▶ _Selected passage_

Welcome to the Second May 2023 Asynchronous Module
In this session, we will explore Theories of Action in detail – what they are, how we can measure them, and what steps we need to take to evaluate them correctly.
By the end of the session, Data Fellows will be able to
List the assumptions behind their RSSP Theory of Action
Evaluate the veracity of those assumptions
Develop plans to use comparison group designs to create better estimates of RSSP intervention impact
Assess their district’s capacity to understand the validity of its Theory of Action
Resource Gathering
To successfully complete this session, you will need to have access to your district/charter's following RSSP Resources:
RSSP Theory of Action -- Wildly Important Goal -- Measurement plan -- Implementation plan -- Implementation data -- Performance data
Case Study
At the beginning of SY22-23, the Lost Pines ISD RSSP team created the following Theory of Action to guide their RSSP process:
"If teachers implement high quality instructional materials in their classrooms with fidelity, students will achieve 10% growth on end of year assessments.”
Guided by their Theory of Action, the Lost Pines team implemented monthly professional development sessions designed to enhance teachers’ knowledge of HQIM as well as communicate expectations for how HQIM should be implemented within classrooms. Additionally, the RSSP team coordinated ongoing classroom walkthroughs that measured the degree to which teachers met the expectations conveyed in the professional development sessions. These walkthroughs revealed that at the beginning of the year 30% of teachers were meeting at least 80% of the criteria listed on the walkthrough form. By the end of the year, 70% of teachers were meeting at least 80% of the criteria listed on the walkthrough form.
At the end of the school year when summative assessment scores became available, the RSSP team learned that students experienced an average of 1% growth in math and 4% growth in reading when compared to their previous year’s test scores.
Reflection Question: Use your note-catcher to answer the following question: Given the circumstances described above, do you feel Lost Pine’s RSSP team is able to determine if its Theory of Action is valid? Why or why not?
Throughout this session, you will be introduced to the concepts and frameworks required to determine if Lost Pine's RSSP team is able to determine if their Theory of Action is valid.
Theory of Action Overview
In the May Synchronous Session “Using Data for Goal Setting Part I”, we learned that a Theory of Action is:
The theory we create to guide stakeholder behavior toward the actions we assume will generate the outcomes we desire.
In the synchronous session, we further explained that a Theory of Action describes a series of linked assumptions. For example, the Theory of Action used by Lost Pine's RSSP team assumes that:
If professional development on HQIM is provided, it will improve teachers’ knowledge of HQIM
If teachers have a greater knowledge of HQIM, they will implement it in their classrooms with greater fidelity
If teachers implement HQIM with greater fidelity, students will receive more support for their learning needs
If students receive more support for their learning needs, they will experience greater academic growth
If students experience academic growth, that growth will appear on a summative assessment
To determine the validity of an RSSP Theory of Action, we should evaluate each embedded assumption. Doing so enables us to identify and target faulty assumptions, leading to positive change within the RSSP process.
Activity: Copy and paste into your note-catcher the linked assumptions you developed for your Theory of Action in the May Synchronous Webinar Using Data for Goal Setting: Part I. If you do not have access to your note-catcher from the previous webinar, please rewrite use this your district/charter's Theory of Action assumptions into this session's note-catcher.

▶ _Given request 1_
Please lay out the part of the records below that opens with the line containing "Identify the water" and closes with the end of the records as a Markdown table with the columns Row and Line, numbering each row and leaving out blank lines.

▶ _Data for the task_
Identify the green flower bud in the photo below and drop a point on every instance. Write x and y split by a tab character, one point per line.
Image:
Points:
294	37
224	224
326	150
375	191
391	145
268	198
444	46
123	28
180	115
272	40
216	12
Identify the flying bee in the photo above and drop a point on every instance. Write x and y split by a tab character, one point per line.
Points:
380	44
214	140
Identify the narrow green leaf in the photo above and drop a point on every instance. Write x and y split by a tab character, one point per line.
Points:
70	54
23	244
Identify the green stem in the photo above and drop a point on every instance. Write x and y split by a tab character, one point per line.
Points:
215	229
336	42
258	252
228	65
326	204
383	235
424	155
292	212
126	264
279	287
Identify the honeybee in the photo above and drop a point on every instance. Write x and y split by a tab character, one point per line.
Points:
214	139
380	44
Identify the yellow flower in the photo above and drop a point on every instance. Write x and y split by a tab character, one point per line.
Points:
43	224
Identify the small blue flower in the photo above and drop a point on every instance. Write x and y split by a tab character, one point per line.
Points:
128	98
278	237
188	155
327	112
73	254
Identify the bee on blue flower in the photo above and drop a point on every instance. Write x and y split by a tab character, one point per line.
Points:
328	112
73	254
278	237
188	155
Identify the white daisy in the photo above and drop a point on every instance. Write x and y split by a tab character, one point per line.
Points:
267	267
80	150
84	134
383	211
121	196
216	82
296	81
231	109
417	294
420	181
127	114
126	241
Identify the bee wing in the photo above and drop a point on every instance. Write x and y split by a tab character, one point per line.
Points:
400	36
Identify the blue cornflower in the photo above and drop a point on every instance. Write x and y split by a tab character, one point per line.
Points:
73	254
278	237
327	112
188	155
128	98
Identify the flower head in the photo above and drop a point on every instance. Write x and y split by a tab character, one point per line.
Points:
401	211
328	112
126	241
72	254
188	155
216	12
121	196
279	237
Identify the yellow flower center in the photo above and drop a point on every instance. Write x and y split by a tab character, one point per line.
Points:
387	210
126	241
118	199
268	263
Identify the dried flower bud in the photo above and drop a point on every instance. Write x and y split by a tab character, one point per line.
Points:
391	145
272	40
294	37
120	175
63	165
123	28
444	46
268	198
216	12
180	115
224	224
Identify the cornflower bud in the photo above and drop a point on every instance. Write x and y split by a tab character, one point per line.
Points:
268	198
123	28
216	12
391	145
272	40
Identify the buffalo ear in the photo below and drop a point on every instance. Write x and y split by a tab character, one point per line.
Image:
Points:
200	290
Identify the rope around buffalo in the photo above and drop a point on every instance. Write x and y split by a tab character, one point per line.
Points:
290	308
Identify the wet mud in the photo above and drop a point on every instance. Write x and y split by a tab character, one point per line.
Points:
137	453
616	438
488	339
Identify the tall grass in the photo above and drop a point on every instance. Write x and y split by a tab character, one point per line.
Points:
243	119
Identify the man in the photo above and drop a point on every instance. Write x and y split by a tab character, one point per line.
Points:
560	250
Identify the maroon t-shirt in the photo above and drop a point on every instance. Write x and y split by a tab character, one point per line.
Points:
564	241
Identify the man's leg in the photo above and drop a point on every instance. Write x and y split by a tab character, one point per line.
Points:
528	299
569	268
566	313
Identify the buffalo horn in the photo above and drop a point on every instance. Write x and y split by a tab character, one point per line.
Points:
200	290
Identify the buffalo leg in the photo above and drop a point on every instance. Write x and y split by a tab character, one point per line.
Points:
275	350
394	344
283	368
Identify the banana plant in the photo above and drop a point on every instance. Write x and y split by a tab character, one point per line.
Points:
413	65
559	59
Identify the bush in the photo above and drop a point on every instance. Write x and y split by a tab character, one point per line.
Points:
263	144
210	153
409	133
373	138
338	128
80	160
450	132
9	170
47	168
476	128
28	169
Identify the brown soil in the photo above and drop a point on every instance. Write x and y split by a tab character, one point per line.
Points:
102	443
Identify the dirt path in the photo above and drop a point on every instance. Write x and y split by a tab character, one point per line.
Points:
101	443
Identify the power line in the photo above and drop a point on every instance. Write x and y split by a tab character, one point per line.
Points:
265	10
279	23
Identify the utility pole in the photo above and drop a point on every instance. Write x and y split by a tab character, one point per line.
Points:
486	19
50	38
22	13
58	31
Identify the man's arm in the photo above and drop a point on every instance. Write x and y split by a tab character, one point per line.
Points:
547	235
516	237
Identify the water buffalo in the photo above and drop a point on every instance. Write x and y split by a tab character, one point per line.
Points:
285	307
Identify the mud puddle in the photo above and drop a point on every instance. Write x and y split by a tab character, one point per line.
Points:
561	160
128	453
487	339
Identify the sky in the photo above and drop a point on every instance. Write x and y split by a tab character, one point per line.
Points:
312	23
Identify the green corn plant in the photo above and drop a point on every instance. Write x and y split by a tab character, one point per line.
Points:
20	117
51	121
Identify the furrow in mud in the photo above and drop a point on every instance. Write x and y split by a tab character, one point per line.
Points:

▶ _Given request 2_
Reproduce word for word the part of the module on Theories of Action that opens with the words containing "Reflection Question: Use" and closes with "or why not?".

▶ _Reply 1_
| Row | Line |
|---|---|
| 1 | Identify the water buffalo in the photo above and drop a point on every instance. Write x and y split by a tab character, one point per line. |
| 2 | Points: |
| 3 | 285	307 |
| 4 | Identify the mud puddle in the photo above and drop a point on every instance. Write x and y split by a tab character, one point per line. |
| 5 | Points: |
| 6 | 561	160 |
| 7 | 128	453 |
| 8 | 487	339 |
| 9 | Identify the sky in the photo above and drop a point on every instance. Write x and y split by a tab character, one point per line. |
| 10 | Points: |
| 11 | 312	23 |
| 12 | Identify the green corn plant in the photo above and drop a point on every instance. Write x and y split by a tab character, one point per line. |
| 13 | Points: |
| 14 | 20	117 |
| 15 | 51	121 |
| 16 | Identify the furrow in mud in the photo above and drop a point on every instance. Write x and y split by a tab character, one point per line. |
| 17 | Points: |

▶ _Reply 2_
Reflection Question: Use your note-catcher to answer the following question: Given the circumstances described above, do you feel Lost Pine’s RSSP team is able to determine if its Theory of Action is valid? Why or why not?